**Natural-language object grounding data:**
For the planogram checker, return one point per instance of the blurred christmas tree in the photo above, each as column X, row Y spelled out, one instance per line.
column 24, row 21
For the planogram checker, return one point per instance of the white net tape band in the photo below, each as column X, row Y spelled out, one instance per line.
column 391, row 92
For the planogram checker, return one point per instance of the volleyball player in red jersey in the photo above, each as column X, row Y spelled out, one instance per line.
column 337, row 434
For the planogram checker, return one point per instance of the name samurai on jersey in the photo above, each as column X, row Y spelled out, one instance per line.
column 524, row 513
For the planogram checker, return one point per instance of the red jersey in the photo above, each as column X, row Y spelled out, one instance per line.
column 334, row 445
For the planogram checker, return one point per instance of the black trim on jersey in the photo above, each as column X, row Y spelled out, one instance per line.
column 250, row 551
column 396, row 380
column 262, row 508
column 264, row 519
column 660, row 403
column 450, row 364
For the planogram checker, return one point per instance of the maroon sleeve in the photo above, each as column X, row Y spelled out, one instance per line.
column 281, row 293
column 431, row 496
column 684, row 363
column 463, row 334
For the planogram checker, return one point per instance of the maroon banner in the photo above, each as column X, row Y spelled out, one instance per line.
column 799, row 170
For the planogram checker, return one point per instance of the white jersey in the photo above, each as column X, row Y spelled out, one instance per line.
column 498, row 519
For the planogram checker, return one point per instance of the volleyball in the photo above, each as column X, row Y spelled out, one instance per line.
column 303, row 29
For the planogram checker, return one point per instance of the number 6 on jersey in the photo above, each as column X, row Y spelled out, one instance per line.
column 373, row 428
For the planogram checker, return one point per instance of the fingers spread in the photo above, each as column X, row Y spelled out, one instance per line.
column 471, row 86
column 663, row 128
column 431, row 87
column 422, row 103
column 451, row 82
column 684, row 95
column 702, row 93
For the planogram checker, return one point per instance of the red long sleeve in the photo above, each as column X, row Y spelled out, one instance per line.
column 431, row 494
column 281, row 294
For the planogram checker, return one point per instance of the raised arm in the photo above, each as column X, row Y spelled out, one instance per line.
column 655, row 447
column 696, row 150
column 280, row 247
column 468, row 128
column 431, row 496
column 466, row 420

**What is expected:** Begin with the line that contains "of the raised" and quote each line after it exactly, stopping after the last line of the data.

**Written reply:**
For the planogram checker, return one point per instance of the raised arm in the photo above, each as column X, row Y spelled out, one instance per line.
column 655, row 447
column 696, row 150
column 280, row 247
column 468, row 128
column 431, row 496
column 466, row 420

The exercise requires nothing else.